Exercise directions>
Please go line by line through the material and copy each one containing the word "left".

Information given>
· · ·
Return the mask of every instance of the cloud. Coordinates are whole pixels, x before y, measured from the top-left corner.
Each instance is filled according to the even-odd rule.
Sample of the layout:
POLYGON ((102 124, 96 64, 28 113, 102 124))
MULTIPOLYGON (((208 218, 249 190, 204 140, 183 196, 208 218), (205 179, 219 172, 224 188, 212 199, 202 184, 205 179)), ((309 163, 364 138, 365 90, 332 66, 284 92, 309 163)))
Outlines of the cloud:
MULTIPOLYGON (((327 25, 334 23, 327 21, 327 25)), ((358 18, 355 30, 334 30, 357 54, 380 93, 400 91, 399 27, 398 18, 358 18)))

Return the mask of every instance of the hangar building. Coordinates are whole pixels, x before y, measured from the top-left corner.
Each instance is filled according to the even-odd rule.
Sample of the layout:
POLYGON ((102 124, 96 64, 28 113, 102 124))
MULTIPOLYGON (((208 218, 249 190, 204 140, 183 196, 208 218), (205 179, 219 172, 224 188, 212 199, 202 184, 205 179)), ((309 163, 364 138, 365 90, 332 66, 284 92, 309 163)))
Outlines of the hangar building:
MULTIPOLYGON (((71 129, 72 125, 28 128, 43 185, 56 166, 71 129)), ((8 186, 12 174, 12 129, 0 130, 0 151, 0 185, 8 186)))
· · ·
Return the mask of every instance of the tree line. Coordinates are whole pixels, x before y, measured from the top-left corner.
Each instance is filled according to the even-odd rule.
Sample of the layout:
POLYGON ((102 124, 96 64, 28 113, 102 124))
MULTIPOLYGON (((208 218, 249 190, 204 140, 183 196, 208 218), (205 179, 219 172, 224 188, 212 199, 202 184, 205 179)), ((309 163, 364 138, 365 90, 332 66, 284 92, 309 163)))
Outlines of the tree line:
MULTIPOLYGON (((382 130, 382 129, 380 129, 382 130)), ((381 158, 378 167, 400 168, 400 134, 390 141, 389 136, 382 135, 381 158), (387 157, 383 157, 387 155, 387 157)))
· · ·
Answer to the exercise>
Return the mask of every instance of the cloud. Coordinates are whole pixels, x before y, measured from the top-left corner.
Return the mask of every instance of the hangar building. Coordinates are whole pixels, x before y, measured from the top-left corner.
Return the mask of every instance of the tree line. Coordinates are whole pixels, x before y, measured from the top-left corner.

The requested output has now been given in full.